* _What the task asks_:
Copy out every row below, line for line and character for character, omitting the pictures.

* _Data entries_:
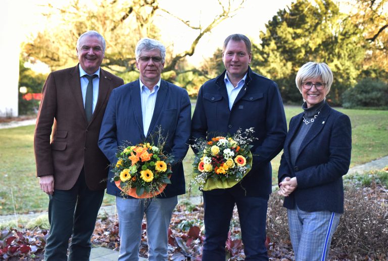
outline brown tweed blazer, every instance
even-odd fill
[[[50,74],[43,86],[34,136],[37,176],[54,175],[54,188],[67,190],[84,166],[88,187],[105,189],[109,162],[97,142],[111,92],[123,84],[122,79],[101,69],[98,99],[88,124],[78,65]]]

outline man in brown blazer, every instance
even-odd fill
[[[100,129],[111,92],[124,84],[100,68],[105,45],[97,32],[83,33],[79,64],[50,73],[43,86],[34,148],[40,187],[50,198],[44,260],[67,260],[68,247],[69,260],[89,259],[109,164],[98,146]]]

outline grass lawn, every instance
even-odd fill
[[[301,112],[298,106],[285,106],[287,122]],[[340,110],[351,118],[353,149],[351,166],[367,162],[388,155],[388,111],[366,110]],[[34,126],[0,129],[0,214],[46,210],[48,197],[39,189],[35,178],[33,154]],[[199,195],[197,188],[190,190],[193,153],[189,150],[183,161],[186,188],[191,195]],[[281,154],[272,161],[276,183]],[[114,199],[107,195],[105,204]]]

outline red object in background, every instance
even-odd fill
[[[26,101],[30,101],[32,99],[40,101],[42,99],[42,94],[26,94],[23,96],[23,99]]]

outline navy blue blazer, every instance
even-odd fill
[[[191,105],[187,91],[162,80],[155,103],[154,115],[147,135],[159,126],[163,137],[167,137],[164,150],[174,156],[174,162],[168,184],[158,197],[171,197],[185,192],[182,161],[188,149]],[[116,163],[118,147],[123,144],[135,145],[144,142],[139,80],[123,85],[112,92],[105,110],[99,140],[99,147],[111,163]],[[155,141],[156,142],[156,141]],[[107,193],[121,196],[120,190],[111,180],[110,171]]]
[[[303,113],[293,117],[284,143],[278,180],[297,177],[298,187],[284,198],[283,206],[293,209],[295,203],[307,211],[344,212],[342,176],[349,169],[352,150],[352,126],[349,117],[325,104],[302,143],[295,165],[291,163],[289,146]]]
[[[268,196],[271,192],[270,161],[281,150],[287,133],[279,89],[273,81],[249,68],[245,83],[229,110],[225,73],[207,81],[200,89],[191,120],[190,143],[195,138],[210,140],[228,133],[233,135],[238,128],[254,127],[258,140],[251,149],[252,169],[240,185],[228,189],[241,196]],[[209,192],[216,193],[217,190]]]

* _Finished answer_:
outline brown tweed blazer, every instance
even-odd fill
[[[50,74],[43,86],[34,136],[37,176],[54,175],[54,188],[67,190],[84,166],[88,187],[105,189],[109,162],[97,142],[111,92],[123,84],[122,79],[101,69],[98,99],[88,124],[78,65]]]

outline man in brown blazer, every instance
even-odd fill
[[[100,129],[111,92],[124,84],[100,68],[105,45],[97,32],[83,33],[79,64],[50,73],[43,86],[34,148],[40,187],[50,198],[44,260],[67,260],[68,247],[69,260],[89,259],[109,164],[98,146]]]

outline grass lawn, every instance
even-odd fill
[[[301,112],[298,106],[285,106],[287,122]],[[340,110],[351,118],[353,149],[351,166],[367,162],[388,155],[388,111],[366,110]],[[34,126],[0,129],[0,214],[46,210],[48,197],[39,189],[35,178],[33,154]],[[199,195],[197,188],[190,190],[193,153],[189,150],[183,161],[186,188],[191,195]],[[281,154],[272,161],[276,183]],[[114,199],[107,195],[105,204]]]

outline red object in background, every instance
even-odd fill
[[[26,101],[30,101],[32,99],[40,101],[42,99],[42,94],[26,94],[23,96],[23,99]]]

outline navy blue blazer, every instance
even-odd fill
[[[191,105],[187,91],[162,80],[155,103],[154,115],[147,135],[159,126],[163,137],[167,137],[164,150],[174,156],[174,162],[168,184],[158,197],[171,197],[185,192],[182,161],[188,149]],[[116,163],[118,147],[123,144],[135,145],[144,142],[139,80],[123,85],[112,92],[105,110],[99,140],[99,147],[111,163]],[[155,141],[156,142],[156,141]],[[107,193],[121,196],[120,190],[111,180],[110,171]]]
[[[303,113],[293,117],[284,143],[278,180],[297,177],[298,187],[284,198],[283,206],[293,209],[295,203],[307,211],[344,212],[342,176],[349,169],[352,150],[352,126],[349,117],[325,104],[302,143],[295,165],[291,163],[289,146]]]
[[[268,196],[271,192],[270,161],[281,150],[287,133],[279,89],[273,81],[249,68],[245,83],[229,110],[225,73],[207,81],[200,89],[191,120],[190,143],[195,138],[210,140],[228,133],[233,135],[238,128],[254,127],[258,140],[251,149],[252,169],[240,185],[228,189],[241,196]],[[209,192],[216,193],[217,190]]]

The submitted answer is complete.